**FRAGMENTO DEL DOCUMENTO:**

Una de las mayores victorias del autoritarismo global se basa en el apoyo y aprendizaje mutuos de los tiranos, en contraste con sus oponentes, tanto en la academia como en el activismo, quienes suelen considerar sus luchas como procesos inéditos en el dolor infringido por el poder y en el sacrificio hecho por quienes le resisten. Así, el parroquialismo y la insolidaridad, vástagos de la ignorancia y la ingenuidad, terminan afectando la causa propia y la ajena.

Acabemos de asumir —asumirnos— como parte de una tragedia mayor, cuyos primeros actos se escribieron hace tiempo sobre la carne y la memoria de otros pueblos; pero cuya sangre y dolor siguen presentes, donde quiera que el terror «con rostro humano» sale a cazar nuevas víctimas individuales y colectivas 

Recordé todo esto la pasada semana, por varios eventos relacionados con amigos de Venezuela: un politólogo comentó en X que «el chavismo perdió legitimidad en la izquierda intelectual»; una compatriota suya, defensora de DDHH, contó que había roto una foto con Pérez Esquivel por firmar este un manifiesto de apoyo a Maduro; y, al final de la jornada, dos ONGs de ese país denunciaron la escalada represiva, que calificaron de inédita en la región «desde el golpe de Pinochet».

Más allá de mi visible empatía con la causa venezolana —que he hecho mi causa— no dejo de reconocer que lo que mis interlocutores señalan es, cuando menos, cuestionable.

El desatendido «caso cubano» es un ejemplo de ello. Por ejemplo, el colega politólogo, al igual que sus pares, sigue celebrando el legado del profesor Luigi Ferrajoli, quien asistió junto a varios constitucionalistas y garantistas iberoamericanos a un congreso organizado con fines legitimadores por la Facultad de Derecho de la Universidad de La Habana. Tal hecho coincidía con el encarcelamiento con largas condenas de cientos de jóvenes manifestantes del 11J y la expulsión del país de numerosos artistas, activistas y académicos. De ello fueron alertados oportunamente Ferrajoli y otros, pero eligieron mirar a un lado.

**DATOS DE ORIGEN:**
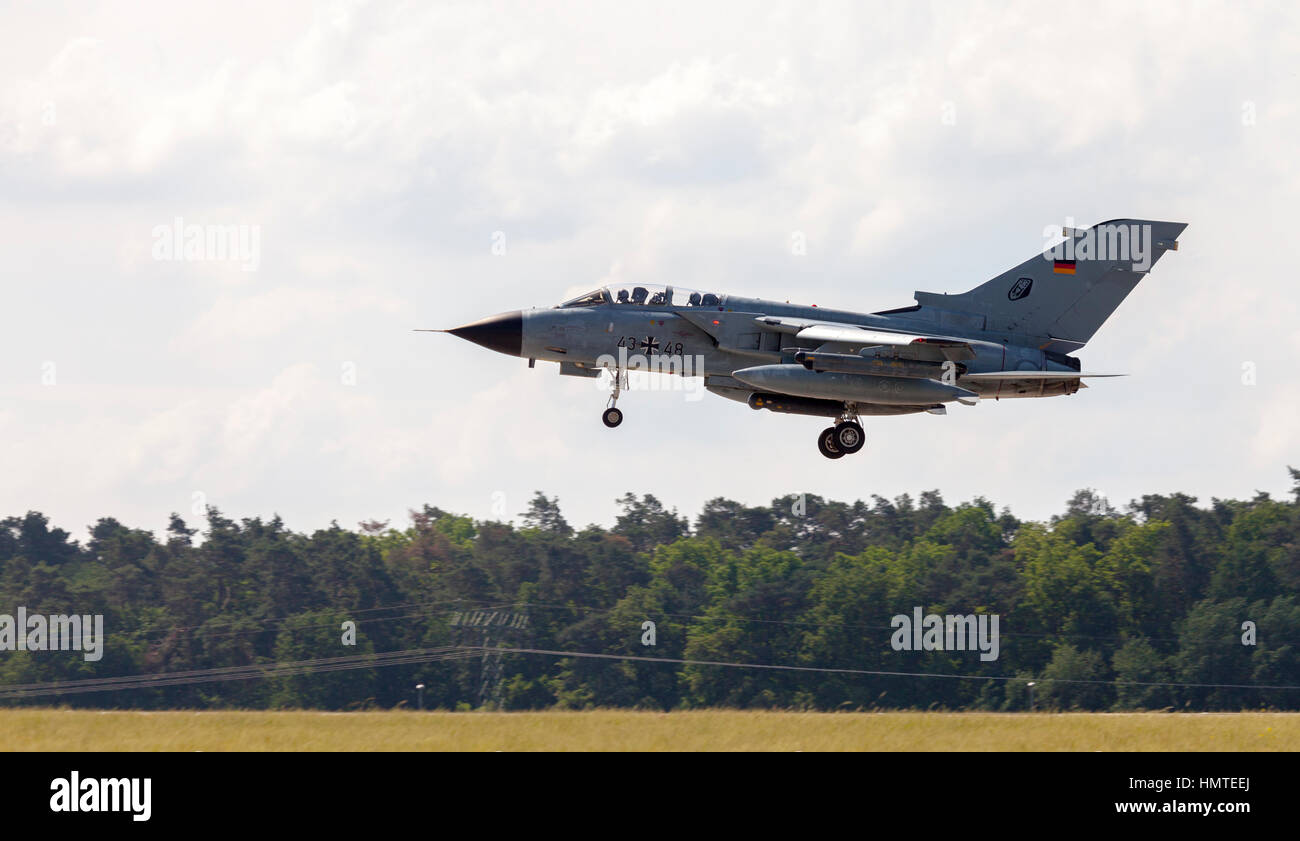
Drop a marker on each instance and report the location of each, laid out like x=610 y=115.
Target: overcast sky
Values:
x=381 y=151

**INSTRUCCIONES:**
a - Transcribe literalmente el fragmento sobre el autoritarismo desde «Una de las mayores» hasta «y la ajena.».
b - En el fragmento sobre el autoritarismo, ¿por qué rompió la defensora de DDHH venezolana una foto con Pérez Esquivel?

**RESULTADOS:**
a -
Una de las mayores victorias del autoritarismo global se basa en el apoyo y aprendizaje mutuos de los tiranos, en contraste con sus oponentes, tanto en la academia como en el activismo, quienes suelen considerar sus luchas como procesos inéditos en el dolor infringido por el poder y en el sacrificio hecho por quienes le resisten. Así, el parroquialismo y la insolidaridad, vástagos de la ignorancia y la ingenuidad, terminan afectando la causa propia y la ajena.

b - Porque Pérez Esquivel firmó un manifiesto de apoyo a Maduro.